PAGE TEXT —
━━━━━━━━━━
Sunday, May 18, 2014

The Purpose of God, All Things, Romans 8:28-30, Part One


Sermons through

 

 

 

 

 

Romans

 

 

 

 

 

 

 

The Purpose of God

Part One

Romans 8:28-30

All Things

 

With Study Questions

 

 

 

 

 

 

Pastor Paul Viggiano

Branch of Hope Church

2370 W. Carson Street, #100

Torrance, CA 90501

(310) 212-6999

pastorpaul@integrity.com


5/18/2014

The Purpose of God

Part One

Romans 8:28-30

All Things

 

And we know that all things work together for good to those who love God, to those who are the called according to His purpose. 29 For whom He foreknew, He also predestined to be conformed to the image of His Son, that He might be the firstborn among many brethren. 30 Moreover whom He predestined, these He also called; whom He called, these He also justified; and whom He justified, these He also glorified (Romans 8:28-30).

 

Introduction

 

          The initial verse under our consideration has been reduced to such a cliché that one hesitates to offer it as a remedy to human sorrow or hardship.  You might even say it’s become threadbare through overuse, often wrenched from its rich context—a context which would serve well to keep the nap of the verse’s fabric thick with the warmth and comfort that was little doubt, the Apostle Paul’s intention.
━━━━━━━━━━
INFORMATION GIVEN —
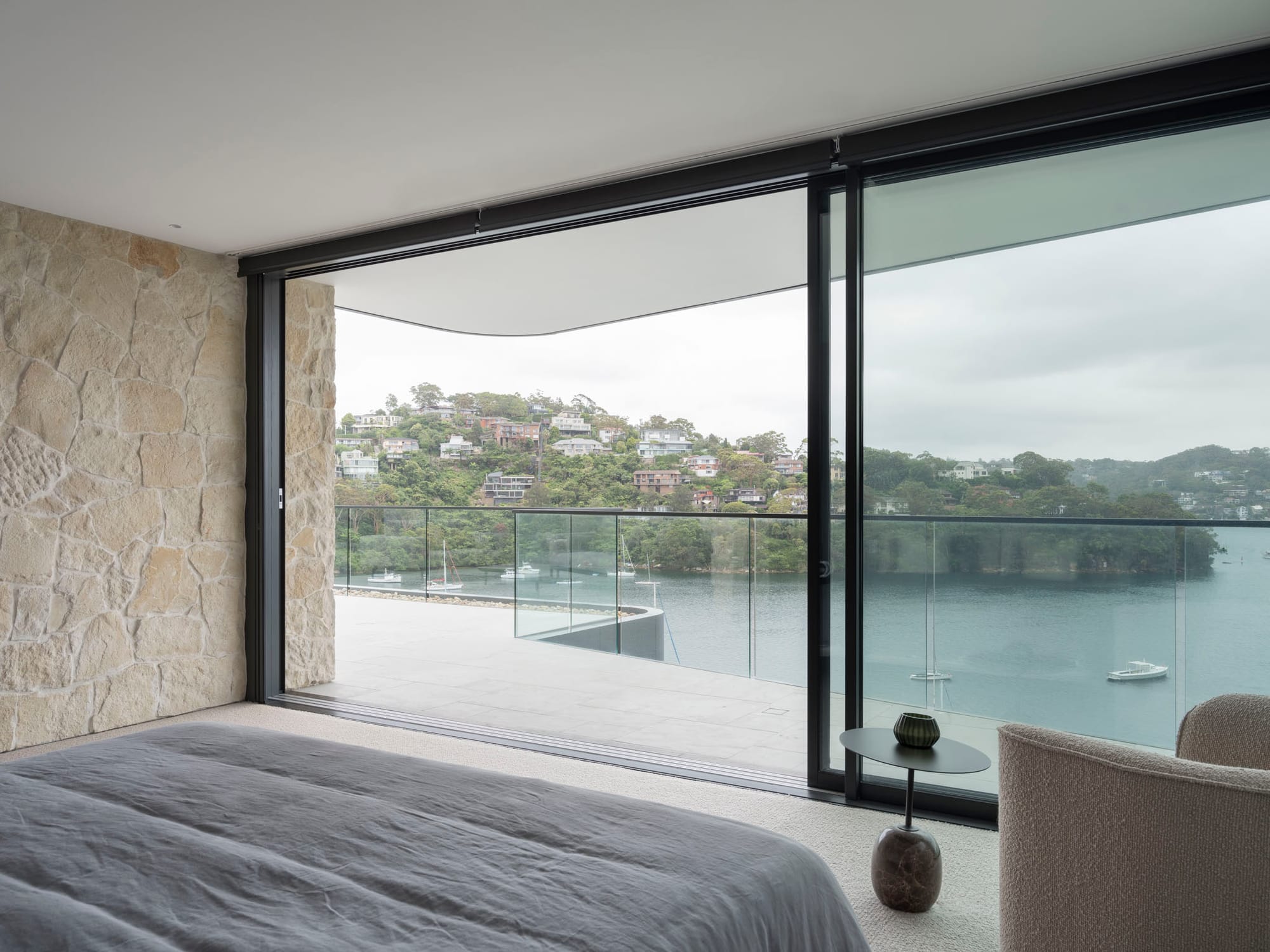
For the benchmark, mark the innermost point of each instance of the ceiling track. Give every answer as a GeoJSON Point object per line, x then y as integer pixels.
{"type": "Point", "coordinates": [1213, 92]}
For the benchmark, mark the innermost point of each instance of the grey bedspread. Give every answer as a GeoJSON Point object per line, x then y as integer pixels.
{"type": "Point", "coordinates": [211, 837]}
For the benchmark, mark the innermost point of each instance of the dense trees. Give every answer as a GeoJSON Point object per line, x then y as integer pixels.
{"type": "Point", "coordinates": [895, 482]}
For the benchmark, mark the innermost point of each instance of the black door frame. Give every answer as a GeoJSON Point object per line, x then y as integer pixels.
{"type": "Point", "coordinates": [1221, 91]}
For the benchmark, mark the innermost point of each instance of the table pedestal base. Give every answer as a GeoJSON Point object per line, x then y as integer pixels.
{"type": "Point", "coordinates": [907, 869]}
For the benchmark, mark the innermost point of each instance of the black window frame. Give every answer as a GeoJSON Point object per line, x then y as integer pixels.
{"type": "Point", "coordinates": [1216, 92]}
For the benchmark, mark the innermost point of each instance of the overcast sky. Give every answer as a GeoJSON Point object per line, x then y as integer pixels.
{"type": "Point", "coordinates": [736, 369]}
{"type": "Point", "coordinates": [1132, 343]}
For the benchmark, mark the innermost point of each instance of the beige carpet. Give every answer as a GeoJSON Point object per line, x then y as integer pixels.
{"type": "Point", "coordinates": [966, 917]}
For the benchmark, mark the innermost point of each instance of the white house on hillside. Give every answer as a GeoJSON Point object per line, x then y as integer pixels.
{"type": "Point", "coordinates": [355, 465]}
{"type": "Point", "coordinates": [580, 446]}
{"type": "Point", "coordinates": [662, 442]}
{"type": "Point", "coordinates": [966, 470]}
{"type": "Point", "coordinates": [457, 447]}
{"type": "Point", "coordinates": [377, 422]}
{"type": "Point", "coordinates": [705, 468]}
{"type": "Point", "coordinates": [571, 422]}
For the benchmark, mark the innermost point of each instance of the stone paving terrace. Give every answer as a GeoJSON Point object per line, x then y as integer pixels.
{"type": "Point", "coordinates": [462, 663]}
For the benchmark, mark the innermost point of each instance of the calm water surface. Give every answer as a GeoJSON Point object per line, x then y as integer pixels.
{"type": "Point", "coordinates": [1023, 648]}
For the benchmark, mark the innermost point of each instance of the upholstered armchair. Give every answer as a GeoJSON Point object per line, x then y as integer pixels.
{"type": "Point", "coordinates": [1108, 847]}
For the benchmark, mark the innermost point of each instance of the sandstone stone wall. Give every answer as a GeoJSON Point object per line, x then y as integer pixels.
{"type": "Point", "coordinates": [311, 477]}
{"type": "Point", "coordinates": [123, 423]}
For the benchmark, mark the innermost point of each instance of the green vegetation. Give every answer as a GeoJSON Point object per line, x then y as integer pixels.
{"type": "Point", "coordinates": [1032, 486]}
{"type": "Point", "coordinates": [605, 480]}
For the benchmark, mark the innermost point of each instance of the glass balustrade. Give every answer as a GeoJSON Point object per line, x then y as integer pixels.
{"type": "Point", "coordinates": [1109, 629]}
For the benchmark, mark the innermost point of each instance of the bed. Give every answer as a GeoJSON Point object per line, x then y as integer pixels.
{"type": "Point", "coordinates": [213, 837]}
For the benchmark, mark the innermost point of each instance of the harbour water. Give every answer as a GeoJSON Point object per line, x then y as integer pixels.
{"type": "Point", "coordinates": [1019, 647]}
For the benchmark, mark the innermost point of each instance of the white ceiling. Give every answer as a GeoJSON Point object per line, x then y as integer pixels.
{"type": "Point", "coordinates": [576, 279]}
{"type": "Point", "coordinates": [632, 268]}
{"type": "Point", "coordinates": [260, 124]}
━━━━━━━━━━
REQUIRED ACTIONS —
a) According to the sermon page, which church is Pastor Paul Viggiano with?
b) Please reproduce the sermon page word for word, everything from "And we know" down to "Apostle Paul’s intention.".
c) In the sermon page's quotation of Romans 8:30, which actions does "He" perform? List each one once.

RESULTS OF THE EXERCISE —
a) Branch of Hope Church

b)
And we know that all things work together for good to those who love God, to those who are the called according to His purpose. 29 For whom He foreknew, He also predestined to be conformed to the image of His Son, that He might be the firstborn among many brethren. 30 Moreover whom He predestined, these He also called; whom He called, these He also justified; and whom He justified, these He also glorified (Romans 8:28-30).

 

Introduction

 

          The initial verse under our consideration has been reduced to such a cliché that one hesitates to offer it as a remedy to human sorrow or hardship.  You might even say it’s become threadbare through overuse, often wrenched from its rich context—a context which would serve well to keep the nap of the verse’s fabric thick with the warmth and comfort that was little doubt, the Apostle Paul’s intention.

c) predestined, called, justified, glorified